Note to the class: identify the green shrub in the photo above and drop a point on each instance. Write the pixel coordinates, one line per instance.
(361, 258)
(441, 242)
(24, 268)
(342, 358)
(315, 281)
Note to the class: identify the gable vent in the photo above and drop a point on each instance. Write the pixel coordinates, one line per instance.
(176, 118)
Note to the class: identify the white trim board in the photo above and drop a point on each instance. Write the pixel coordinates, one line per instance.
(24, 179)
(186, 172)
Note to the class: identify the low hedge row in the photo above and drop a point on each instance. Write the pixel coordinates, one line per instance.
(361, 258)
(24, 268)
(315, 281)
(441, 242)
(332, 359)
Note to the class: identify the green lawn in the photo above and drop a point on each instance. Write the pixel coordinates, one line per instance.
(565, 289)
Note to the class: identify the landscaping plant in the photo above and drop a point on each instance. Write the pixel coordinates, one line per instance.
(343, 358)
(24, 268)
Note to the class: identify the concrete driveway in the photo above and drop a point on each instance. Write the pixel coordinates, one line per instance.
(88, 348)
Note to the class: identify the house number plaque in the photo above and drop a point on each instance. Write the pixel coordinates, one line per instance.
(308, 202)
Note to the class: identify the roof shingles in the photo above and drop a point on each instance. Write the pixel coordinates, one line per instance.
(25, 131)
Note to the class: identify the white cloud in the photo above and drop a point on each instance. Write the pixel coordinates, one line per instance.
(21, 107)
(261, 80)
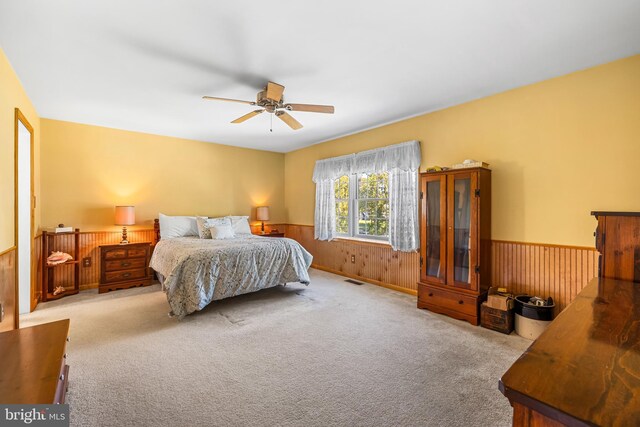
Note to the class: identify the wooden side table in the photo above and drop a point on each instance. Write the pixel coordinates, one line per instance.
(34, 364)
(125, 266)
(278, 234)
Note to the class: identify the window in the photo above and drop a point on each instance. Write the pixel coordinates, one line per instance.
(362, 205)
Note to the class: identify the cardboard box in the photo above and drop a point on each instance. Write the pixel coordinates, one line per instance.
(499, 301)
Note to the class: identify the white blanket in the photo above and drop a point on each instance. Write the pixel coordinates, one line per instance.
(197, 271)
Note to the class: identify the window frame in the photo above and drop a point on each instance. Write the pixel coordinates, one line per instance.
(353, 211)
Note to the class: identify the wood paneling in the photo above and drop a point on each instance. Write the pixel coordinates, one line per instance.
(374, 262)
(537, 269)
(8, 288)
(89, 247)
(524, 268)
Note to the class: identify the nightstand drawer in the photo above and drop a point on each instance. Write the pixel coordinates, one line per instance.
(124, 264)
(115, 253)
(449, 300)
(123, 275)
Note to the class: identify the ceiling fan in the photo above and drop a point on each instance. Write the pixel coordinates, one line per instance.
(271, 101)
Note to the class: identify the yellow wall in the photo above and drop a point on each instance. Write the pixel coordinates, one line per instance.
(12, 96)
(558, 149)
(87, 170)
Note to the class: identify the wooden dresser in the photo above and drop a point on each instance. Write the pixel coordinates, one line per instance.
(34, 364)
(125, 266)
(618, 241)
(455, 242)
(585, 368)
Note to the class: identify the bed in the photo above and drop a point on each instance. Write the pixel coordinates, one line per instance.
(194, 271)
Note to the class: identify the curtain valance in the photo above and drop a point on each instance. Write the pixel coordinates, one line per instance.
(404, 156)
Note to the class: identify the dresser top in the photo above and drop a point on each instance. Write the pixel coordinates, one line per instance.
(585, 368)
(126, 245)
(31, 362)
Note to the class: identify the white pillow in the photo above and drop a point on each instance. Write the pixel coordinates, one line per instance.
(177, 226)
(204, 223)
(221, 231)
(240, 224)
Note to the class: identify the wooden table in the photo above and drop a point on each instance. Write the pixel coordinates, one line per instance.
(34, 368)
(585, 368)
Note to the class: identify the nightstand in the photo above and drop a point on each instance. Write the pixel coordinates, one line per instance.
(125, 266)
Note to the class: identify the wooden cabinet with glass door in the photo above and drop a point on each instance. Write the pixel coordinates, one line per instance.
(455, 237)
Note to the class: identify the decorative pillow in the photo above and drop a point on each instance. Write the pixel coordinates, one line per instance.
(221, 231)
(240, 224)
(204, 223)
(177, 226)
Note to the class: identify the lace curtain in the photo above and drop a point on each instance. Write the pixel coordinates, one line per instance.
(402, 162)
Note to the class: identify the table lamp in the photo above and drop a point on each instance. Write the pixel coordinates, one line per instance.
(125, 215)
(262, 214)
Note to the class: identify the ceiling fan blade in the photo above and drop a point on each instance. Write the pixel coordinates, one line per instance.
(247, 116)
(275, 91)
(290, 121)
(328, 109)
(215, 98)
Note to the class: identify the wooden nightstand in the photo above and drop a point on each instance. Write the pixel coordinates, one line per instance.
(125, 266)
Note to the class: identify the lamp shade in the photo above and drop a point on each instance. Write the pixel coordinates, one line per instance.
(262, 213)
(125, 215)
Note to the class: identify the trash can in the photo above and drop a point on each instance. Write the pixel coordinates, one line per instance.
(532, 319)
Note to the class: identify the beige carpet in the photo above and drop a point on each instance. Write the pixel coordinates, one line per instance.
(331, 354)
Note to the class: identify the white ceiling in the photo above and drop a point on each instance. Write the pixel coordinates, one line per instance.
(144, 65)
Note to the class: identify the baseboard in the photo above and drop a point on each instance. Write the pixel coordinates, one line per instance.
(366, 279)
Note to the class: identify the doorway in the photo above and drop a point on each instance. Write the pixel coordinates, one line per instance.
(24, 214)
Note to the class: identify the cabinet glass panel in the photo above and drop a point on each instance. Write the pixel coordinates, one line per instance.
(462, 230)
(433, 229)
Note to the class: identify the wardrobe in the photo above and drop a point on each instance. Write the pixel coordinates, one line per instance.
(455, 242)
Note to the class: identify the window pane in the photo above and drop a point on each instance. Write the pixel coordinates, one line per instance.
(373, 204)
(342, 225)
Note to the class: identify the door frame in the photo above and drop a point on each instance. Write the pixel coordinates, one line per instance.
(20, 118)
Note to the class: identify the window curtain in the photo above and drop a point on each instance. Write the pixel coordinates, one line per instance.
(402, 162)
(325, 216)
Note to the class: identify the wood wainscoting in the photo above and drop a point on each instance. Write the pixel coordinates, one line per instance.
(524, 268)
(8, 289)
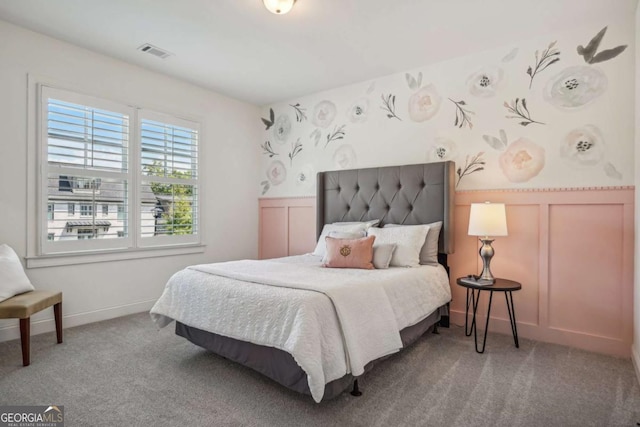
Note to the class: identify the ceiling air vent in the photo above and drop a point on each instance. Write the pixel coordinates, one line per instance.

▶ [Given exercise]: Quote the material in full and exactly; do not carry over its pictures.

▶ [Right answer]:
Note to the class: identify the green shrub in the photo above and drop a point on each instance. Write the pixel coordinates, one line per instance.
(361, 258)
(441, 242)
(24, 268)
(342, 358)
(315, 281)
Note to the class: identify the gable vent in the photo above and drop a point on each instance. Write the pixel coordinates, one line per instance.
(176, 118)
Note to the class: identify the white trim board in the photo above and drop a point on each instance. Write the pixel coordinates, one line per instance.
(24, 179)
(186, 172)
Note to the class: identify the low hedge row in the photo above and drop a point on each instance. Write the pixel coordinates, one line per instance.
(361, 258)
(24, 268)
(315, 281)
(441, 242)
(332, 359)
Note to the class: identify the green lawn in the photo above and drop a point on each instance. Write the pixel coordinates, one line per instance.
(565, 289)
Note to the class: identify the landscaping plant in the photo above and drop a point on each instance. Write the pixel coordinates, one line per instance.
(343, 358)
(24, 268)
Note to the class: identify the concrete driveway in the photo above and drop a point on each instance. Write the pixel coordinates, one line per instance.
(88, 348)
Note to the class: identify the house number plaque in the photo above and drop a point on each instance. Write the pixel coordinates, one line per instance.
(308, 202)
Note to the class: identify the roof shingles in the photo above and drop a point on each instance. Write the pixel coordinates, one line per instance.
(25, 131)
Note to the class: identify the white cloud in the photo above and drop a point on each instance. Write the pixel coordinates, one line per instance.
(21, 107)
(261, 80)
Note to the class: identify the wooden side table in the photo above and drop a point on each instance. Write the pixel coordinates, one line per instance.
(34, 364)
(125, 266)
(278, 234)
Note to the class: identify the window in the photo above and drop a point on each instance. Write the pixel coordinates, one line per instance.
(362, 205)
Note to the class: identify the cardboard box in the photo above and drop a point on each instance. Write the pixel coordinates, one line per instance.
(499, 301)
Note to the class: identify the white blanket in the photo above and drop a point on each instance. Write the pixel coordinates, one line per instance.
(197, 271)
Note to the class: identify the window frame in the photo above and drop a point on each instance. Write the pixel coordinates, one line per instance.
(353, 211)
Note to the class: identify the wood paneling in the photo above and drop a point on each instance. Write the pixel coordinates, one line per instance.
(374, 262)
(537, 269)
(8, 288)
(89, 247)
(524, 268)
Note to the class: identify the nightstand drawer in the photo above and drop a point on each instance. Write the pixel coordinates, one line per instance.
(124, 264)
(115, 253)
(449, 300)
(123, 275)
Note to the class: identify the ceiling fan in the photo above and drop a point on each instance. Write the pixel coordinates, one line per instance.
(271, 101)
Note to the class: identify the yellow wall in the photo above and drop a point on each instance. Write the pixel coordinates, one line per instance.
(12, 96)
(558, 149)
(87, 170)
Note to the class: identify the wooden dresser in the photo above and drop a point on each instance. Write the pixel coordinates, one line per instance.
(34, 364)
(125, 266)
(618, 241)
(455, 242)
(585, 368)
Note to the class: identify the bed in the photo above and drop a point on each instance. Write the pixel coordinates, one line per instance.
(194, 271)
Note to the class: identify the curtain valance in the photo above and drop a point on each instance. Write the pixel coordinates, one line per instance.
(404, 156)
Note to the class: identify the dresser top in the photo above and drop a point on each instance. Write the pixel coordinates, one line per instance.
(585, 368)
(126, 245)
(31, 362)
Note to the class: identify the white pillow in the photo above and drop a point on each instance. Write the pixel coordinates, one line per instance.
(177, 226)
(204, 223)
(221, 231)
(240, 224)
Note to the class: identify the wooden table in the photo above and drop a point on each instance. Write the pixel coordinates, one line per instance.
(34, 368)
(585, 368)
Note to the class: identify the nightstand in the photo above and drop a point on each instance. Write the pixel coordinates, one line per instance.
(125, 266)
Note to the class: identify the wooden cabinet with glass door in the photo above and drop a point on each instance. Write the pixel coordinates, one line per instance.
(455, 237)
Note to the class: identify the decorative pillow in the photo above and drop a point on each instance. Write the pixel coordinates, one line per instance.
(221, 231)
(240, 224)
(204, 223)
(177, 226)
Note to the class: identify the lace curtain in the photo above and drop a point on each instance. Write the pixel coordinates, one line per instance.
(402, 162)
Note to the class: identify the table lamp in the photo above and drop a point on each instance. Write the pixel coordinates, one line per instance.
(125, 215)
(262, 214)
Note to the class: identify the ceiling fan blade in the photo above and drop a point on each instance. Write the pixel coordinates, one line per instance.
(247, 116)
(275, 91)
(290, 121)
(328, 109)
(215, 98)
Note to the class: identify the wooden nightstand in the photo above and drop a point on each instance. Write the pixel coordinates, one line per instance.
(125, 266)
Note to the class: identify the lamp shade in the photo above and drop a point on each instance. Write the pixel coordinates, one line per instance.
(262, 213)
(125, 215)
Note to the class: identify the trash can in the photo above and drop a point on each instance. Write the pixel coordinates, one line per instance.
(532, 319)
Note to the class: identify the beige carpet in the photo above and drop a point on each instance. Write the pixel coordinates, one line per instance.
(331, 354)
Note to the class: identify the white ceiling in the photo above and drop a point on each instance. Write the pixel coordinates, one line per instance.
(144, 65)
Note to the class: identify the baseboard in the photo above and drop a point on each instance. Write the pixel coordinates, one line per instance.
(366, 279)
Note to the class: identify the doorway in the photo above and drop a point on each instance. Write the pixel coordinates, one line per instance.
(24, 214)
Note to the class: identify the cabinet glass panel in the photo above and drop a point on each instance. Write the pixel coordinates, one line per instance.
(462, 230)
(433, 229)
Note to the class: identify the wardrobe in the photo above and drop a point on each instance. Write the pixel coordinates, one line per instance.
(455, 242)
Note to the class: identify the window pane in the photo above and drop a point on each instance. Write the pixel coordinates, one line per instance.
(373, 204)
(342, 225)
Note to the class: identify the door frame in the photo above and drop a point on each instance. Write the pixel coordinates, one line per instance.
(20, 118)
Note to the class: identify the window curtain in the photo above and drop a point on each instance. Write the pixel coordinates, one line per instance.
(402, 162)
(325, 216)
Note to the class: identify the wood wainscoting in the photo above and drop a point on each instance. Write the pixel coordinates, one line per instance.
(524, 268)
(8, 289)
Note to the class: identify the ceiling air vent in the photo above and drop a point on each instance. Write the pixel coordinates, one line per instance.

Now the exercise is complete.